À FAIRE
a. Renvoyez sans la moindre modification le passage de l'article sur le classement en grade qui commence aux mots « 36 À supposer » et s'arrête après « est devenue définitive. ».
b. Reprenez l'article sur le classement en grade à la suite de sa dernière phrase.

En outre, le requérant considérait que, en refusant de procéder à un réexamen de son classement en grade, la Commission avait méconnu son devoir de sollicitude et violé le principe de l'égalité de traitement consacré par l'article 5, paragraphe 3, du statut .

17. Dans l'ordonnance attaquée, le Tribunal a procédé à l'appréciation suivante:

«32 Selon une jurisprudence constante, les délais de réclamation et de recours fixés par les articles 90 et 91 du statut sont d'ordre public et ne sont pas à la disposition des parties et du juge...

33 Il est constant que le requérant n'a pas, dans le délai de trois mois prévu par l'article 90, paragraphe 2, du statut, introduit une réclamation dirigée contre la décision de l'AIPN du 18 janvier 1995 portant sur son classement lors du recrutement. Par conséquent, le classement en grade du requérant est devenu définitif à partir de l'expiration du délai de réclamation, soit le 31 août 1995, le requérant ayant accusé réception de la décision de l'AIPN le 31 mai 1995...

34 Le Tribunal rappelle que, ainsi que le juge communautaire l'a déjà jugé, un fonctionnaire ne saurait remettre en question les conditions de son recrutement initial après que celui-ci est devenu définitif...

35 Le Tribunal considère que la demande [de reclassement] du requérant du 24 juin 1996 vise précisément à remettre en question les conditions de son recrutement initial, notamment son classement en grade. Il y a lieu de souligner, à cet égard, qu'il ressort du libellé de ladite demande que le requérant était d'avis qu'il avait l'expérience et les qualifications suffisantes pour demander un réexamen de [son] classement réel... Toutefois, l'article 31, paragraphe 2, du statut porte sur le classement
en grade lors du recrutement initial. Dès lors, même s'il convient, comme le soutient le requérant, d'interpréter sa demande en ce sens qu'elle ne tendait qu'à obtenir la révision de son classement actuel et non pas de son classement à la date de son recrutement, il n'en reste pas moins que cette demande, fondée sur l'article 31, paragraphe 2, du statut, visait nécessairement à remettre en question les conditions de son recrutement initial.

36 À supposer même que la demande [de reclassement] du 24 juin 1996 doive être interprétée de manière restrictive, ainsi que l'a proposé le requérant ... c'est-à-dire comme visant uniquement à obtenir une appréciation de ses qualifications en vue d'une application éventuelle de l'article 31, paragraphe 2, du statut, il n'en reste pas moins que cette demande est susceptible de mettre indirectement en cause la décision de l'AIPN du 18 janvier 1995, laquelle est devenue définitive.

DONNÉES FOURNIES
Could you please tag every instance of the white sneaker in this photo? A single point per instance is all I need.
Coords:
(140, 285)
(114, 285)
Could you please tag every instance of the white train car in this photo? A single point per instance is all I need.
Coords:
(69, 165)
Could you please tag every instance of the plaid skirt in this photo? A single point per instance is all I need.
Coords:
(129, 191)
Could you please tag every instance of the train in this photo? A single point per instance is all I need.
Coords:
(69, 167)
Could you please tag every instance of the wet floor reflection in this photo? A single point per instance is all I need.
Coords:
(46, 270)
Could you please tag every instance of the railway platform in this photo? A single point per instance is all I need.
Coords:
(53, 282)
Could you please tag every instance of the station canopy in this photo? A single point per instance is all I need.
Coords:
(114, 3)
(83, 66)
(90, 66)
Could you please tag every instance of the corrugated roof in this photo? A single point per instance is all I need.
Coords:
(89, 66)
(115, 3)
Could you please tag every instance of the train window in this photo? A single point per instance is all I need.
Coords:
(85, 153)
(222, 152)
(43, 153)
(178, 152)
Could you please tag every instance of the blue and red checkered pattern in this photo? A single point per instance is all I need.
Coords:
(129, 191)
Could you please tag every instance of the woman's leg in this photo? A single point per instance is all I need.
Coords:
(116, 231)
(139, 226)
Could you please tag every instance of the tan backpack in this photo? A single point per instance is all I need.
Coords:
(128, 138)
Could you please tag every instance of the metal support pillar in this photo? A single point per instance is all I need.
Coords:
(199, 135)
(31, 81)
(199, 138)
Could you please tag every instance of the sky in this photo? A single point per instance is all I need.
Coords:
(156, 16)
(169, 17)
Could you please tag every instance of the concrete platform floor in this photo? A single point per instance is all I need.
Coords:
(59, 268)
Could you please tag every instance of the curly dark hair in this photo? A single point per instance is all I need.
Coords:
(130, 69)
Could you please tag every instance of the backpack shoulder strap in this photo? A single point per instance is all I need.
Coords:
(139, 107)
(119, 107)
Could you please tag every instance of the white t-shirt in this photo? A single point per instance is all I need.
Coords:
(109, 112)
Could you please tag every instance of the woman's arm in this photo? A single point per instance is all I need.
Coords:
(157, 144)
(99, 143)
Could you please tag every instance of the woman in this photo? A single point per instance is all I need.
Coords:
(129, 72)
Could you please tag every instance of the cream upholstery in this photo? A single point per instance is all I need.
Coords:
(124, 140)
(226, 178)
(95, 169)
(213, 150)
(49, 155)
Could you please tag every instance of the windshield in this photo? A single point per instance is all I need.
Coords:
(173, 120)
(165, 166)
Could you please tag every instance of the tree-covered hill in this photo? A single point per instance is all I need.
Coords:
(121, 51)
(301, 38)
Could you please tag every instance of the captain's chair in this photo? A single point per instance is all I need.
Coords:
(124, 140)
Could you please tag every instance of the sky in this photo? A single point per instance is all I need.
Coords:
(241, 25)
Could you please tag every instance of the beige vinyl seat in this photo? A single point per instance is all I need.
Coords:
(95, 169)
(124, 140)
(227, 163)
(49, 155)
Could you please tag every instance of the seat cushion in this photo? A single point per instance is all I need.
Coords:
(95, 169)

RÉPONSES DANS L'ORDRE
a.
36 À supposer même que la demande [de reclassement] du 24 juin 1996 doive être interprétée de manière restrictive, ainsi que l'a proposé le requérant ... c'est-à-dire comme visant uniquement à obtenir une appréciation de ses qualifications en vue d'une application éventuelle de l'article 31, paragraphe 2, du statut, il n'en reste pas moins que cette demande est susceptible de mettre indirectement en cause la décision de l'AIPN du 18 janvier 1995, laquelle est devenue définitive.

b.
37 Or, il résulte d'une jurisprudence constante que, si, aux termes de l'article 90, paragraphe 1, du statut, tout fonctionnaire peut demander à l'AIPN de prendre à son égard une décision, cette faculté ne permet cependant pas au fonctionnaire d'écarter les délais prévus par les articles 90 et 91 pour l'introduction d'une réclamation et d'un recours, en mettant indirectement en cause, par le biais d'une demande, une décision antérieure qui n'avait pas été contestée dans les délais. Seule l'existence
d'un fait nouveau substantiel peut justifier la présentation d'une demande tendant au réexamen d'une telle décision...

38 À ce stade du raisonnement, il y a donc lieu d'examiner la question de savoir si le requérant a démontré l'existence d'un fait nouveau et substantiel permettant d'introduire, après l'expiration du délai de réclamation, une demande de reclassement.

39 En ce qui concerne la décision du 7 février 1996 portant modification de la décision générale du 1er septembre 1983, le Tribunal considère que, par sa nature même et par sa portée juridique, elle ne saurait constituer un fait nouveau. Ladite décision n'avait pas pour objet, ni pour effet, de remettre en cause des décisions administratives devenues définitives avant son entrée en vigueur...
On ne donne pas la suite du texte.